§ **DOCUMENT EXCERPT**
Castro described Rio as being at war against “narco-terrorism,” echoing rhetoric from the Trump administration’s campaign against drug smuggling in Latin America. On Wednesday, he called the operation a “success,” aside from the deaths of the four police officers. The state government claimed the suspects killed had resisted police.
Rio has seen lethal police raids for decades. In March 2005, some 29 people were killed in the Baixada Fluminense region, while in May 2021, 28 were killed in the Jacarezinho favela. Still, the scale and lethality of Tuesday’s operation are unprecedented.
Non-governmental organizations and the U.N. human rights body quickly raised concerns over the high number of fatalities and called for investigations.

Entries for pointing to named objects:
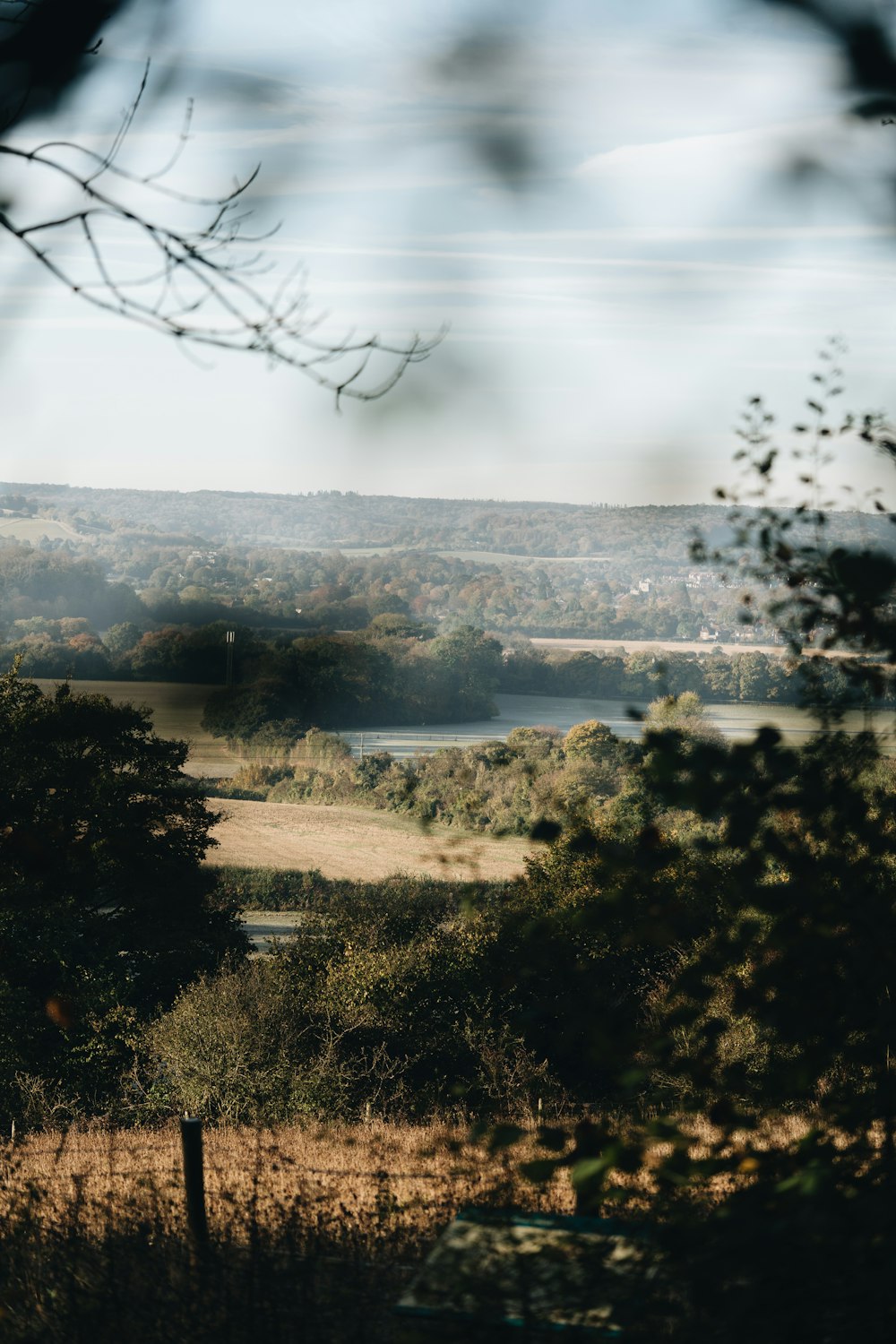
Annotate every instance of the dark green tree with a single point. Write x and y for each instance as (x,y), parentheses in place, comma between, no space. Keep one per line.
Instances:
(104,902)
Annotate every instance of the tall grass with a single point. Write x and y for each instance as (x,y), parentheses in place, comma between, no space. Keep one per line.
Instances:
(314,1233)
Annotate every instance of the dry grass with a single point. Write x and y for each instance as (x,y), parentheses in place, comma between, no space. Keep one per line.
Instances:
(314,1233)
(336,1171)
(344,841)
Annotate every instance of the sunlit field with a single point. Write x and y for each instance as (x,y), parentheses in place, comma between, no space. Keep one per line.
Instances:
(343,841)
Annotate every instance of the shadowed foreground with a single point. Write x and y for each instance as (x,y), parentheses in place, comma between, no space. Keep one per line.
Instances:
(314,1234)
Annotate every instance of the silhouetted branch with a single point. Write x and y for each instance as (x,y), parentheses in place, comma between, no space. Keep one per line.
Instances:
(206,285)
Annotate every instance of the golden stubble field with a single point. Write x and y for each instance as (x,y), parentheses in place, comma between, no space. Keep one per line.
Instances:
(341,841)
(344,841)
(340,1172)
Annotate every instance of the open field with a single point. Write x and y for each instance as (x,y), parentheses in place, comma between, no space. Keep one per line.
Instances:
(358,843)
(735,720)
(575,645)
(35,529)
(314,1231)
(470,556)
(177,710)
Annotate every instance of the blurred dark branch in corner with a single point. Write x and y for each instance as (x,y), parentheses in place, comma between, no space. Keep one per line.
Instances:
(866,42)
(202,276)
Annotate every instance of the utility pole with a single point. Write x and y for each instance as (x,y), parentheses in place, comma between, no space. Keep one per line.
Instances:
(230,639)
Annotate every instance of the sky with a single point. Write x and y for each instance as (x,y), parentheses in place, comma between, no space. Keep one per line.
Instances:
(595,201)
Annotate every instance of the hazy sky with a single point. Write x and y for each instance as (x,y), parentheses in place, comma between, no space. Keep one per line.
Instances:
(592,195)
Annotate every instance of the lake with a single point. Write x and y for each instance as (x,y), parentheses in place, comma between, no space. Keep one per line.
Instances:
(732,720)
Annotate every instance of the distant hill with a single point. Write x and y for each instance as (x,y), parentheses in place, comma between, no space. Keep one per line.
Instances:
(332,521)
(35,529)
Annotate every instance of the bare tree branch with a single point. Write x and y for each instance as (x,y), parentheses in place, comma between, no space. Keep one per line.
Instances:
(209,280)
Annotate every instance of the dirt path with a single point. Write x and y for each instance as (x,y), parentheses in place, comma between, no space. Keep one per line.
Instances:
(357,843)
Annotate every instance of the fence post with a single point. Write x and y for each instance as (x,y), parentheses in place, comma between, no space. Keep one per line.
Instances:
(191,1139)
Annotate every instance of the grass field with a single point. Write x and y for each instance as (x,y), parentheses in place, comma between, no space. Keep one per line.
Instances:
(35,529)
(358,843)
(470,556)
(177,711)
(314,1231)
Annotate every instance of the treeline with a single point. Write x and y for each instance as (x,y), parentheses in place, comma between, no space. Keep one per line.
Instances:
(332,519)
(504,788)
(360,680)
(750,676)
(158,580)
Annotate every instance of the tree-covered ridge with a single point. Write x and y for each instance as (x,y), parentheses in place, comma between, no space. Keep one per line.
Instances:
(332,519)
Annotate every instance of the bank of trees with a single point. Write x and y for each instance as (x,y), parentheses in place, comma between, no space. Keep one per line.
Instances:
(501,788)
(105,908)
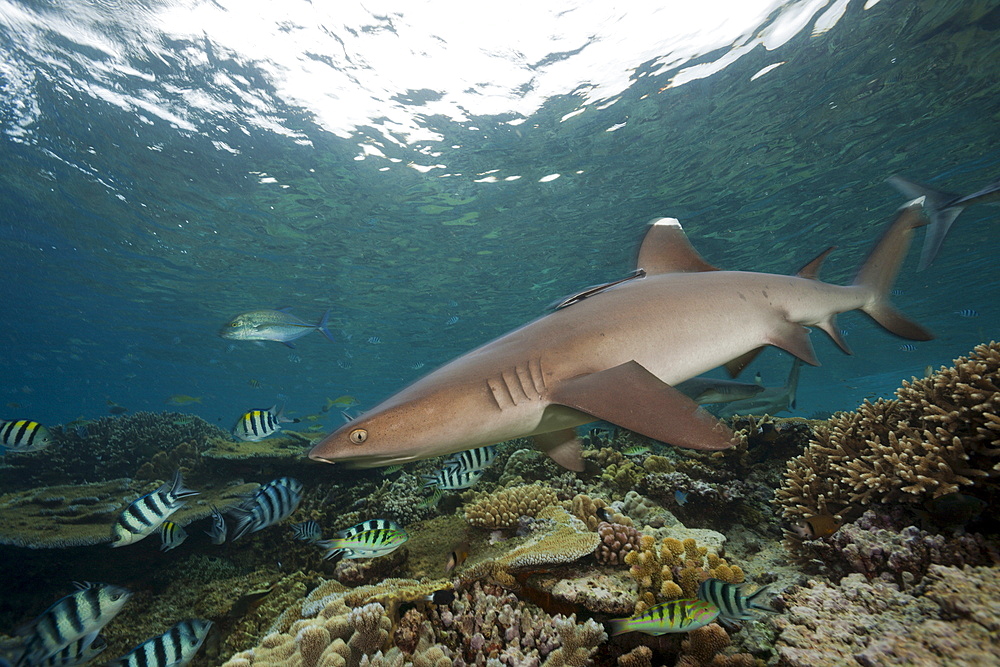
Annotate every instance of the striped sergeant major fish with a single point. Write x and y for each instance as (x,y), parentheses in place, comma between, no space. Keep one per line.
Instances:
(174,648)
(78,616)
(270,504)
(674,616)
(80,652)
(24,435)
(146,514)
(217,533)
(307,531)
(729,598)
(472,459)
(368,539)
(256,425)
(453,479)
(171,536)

§ **REQUIREMENTS**
a - Repeat the Rio police raids article word for word, everything from "Non-governmental organizations and" down to "called for investigations.".
b - Pull out each line of the entries that contains the word "grass".
These entries are unrelated to the article about Rio police raids.

§ **SOLVED TASKS**
a -
Non-governmental organizations and the U.N. human rights body quickly raised concerns over the high number of fatalities and called for investigations.

b -
Annotate every instance of the tall grass with a single point. Write x and y for each instance as (x,y), parentheses in place, comma between, no space. Keep one per line.
Annotate every instance of the dry grass with a single point. Write x and y for each instance as (x,y), parentheses in place, comma between, no space. Keep one per line.
Annotate every instance of the grass field with a single point. Write x and y for each instance as (x,y), parentheses in place, comma between, no space. Keep one per line.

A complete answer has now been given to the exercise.